§ WHAT YOU ARE ASKED TO DO: Each entry below is to be transcribed exactly; pictures are not copied.

Collected data entries
★ ★ ★ ★ ★ ★ ★

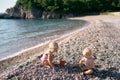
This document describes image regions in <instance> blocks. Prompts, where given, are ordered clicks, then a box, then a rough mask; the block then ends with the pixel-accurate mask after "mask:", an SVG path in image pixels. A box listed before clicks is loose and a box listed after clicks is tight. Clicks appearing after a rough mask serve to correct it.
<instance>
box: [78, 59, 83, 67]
mask: <svg viewBox="0 0 120 80" xmlns="http://www.w3.org/2000/svg"><path fill="white" fill-rule="evenodd" d="M83 62H84V58H82V59H81V60H80V61H79V65H80V66H81V65H83Z"/></svg>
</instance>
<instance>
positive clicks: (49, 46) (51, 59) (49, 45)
mask: <svg viewBox="0 0 120 80" xmlns="http://www.w3.org/2000/svg"><path fill="white" fill-rule="evenodd" d="M57 50H58V44H57V43H56V42H51V43H50V44H49V51H48V53H46V54H43V56H42V57H41V60H42V62H43V64H44V65H46V66H47V67H48V68H52V69H55V66H54V65H53V59H54V58H55V56H54V54H53V53H54V52H57Z"/></svg>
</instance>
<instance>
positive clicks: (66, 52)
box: [6, 15, 120, 73]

★ ★ ★ ★ ★ ★ ★

§ RESPONSE:
This document describes image regions in <instance> blocks. Prompts, where given, are ordered clicks, then a box, then a rough mask; the block then ends with the pixel-accurate mask after "mask:", an SVG path in image pixels. A box listed before clicks is loose and a box listed after clicks is tight. Clicks appearing after a rough mask serve to correct it.
<instance>
box: [78, 59, 83, 67]
mask: <svg viewBox="0 0 120 80" xmlns="http://www.w3.org/2000/svg"><path fill="white" fill-rule="evenodd" d="M83 62H84V58H82V59H81V60H80V61H79V65H80V66H81V65H83Z"/></svg>
</instance>
<instance>
positive clicks: (49, 46) (51, 59) (49, 45)
mask: <svg viewBox="0 0 120 80" xmlns="http://www.w3.org/2000/svg"><path fill="white" fill-rule="evenodd" d="M57 50H58V44H57V43H56V42H51V43H50V44H49V51H48V53H46V54H43V56H42V57H41V60H42V62H43V64H44V65H46V66H47V67H48V68H52V69H55V66H54V65H53V59H54V58H55V56H54V54H53V53H54V52H57Z"/></svg>
</instance>
<instance>
positive clicks: (66, 52)
box: [6, 15, 120, 73]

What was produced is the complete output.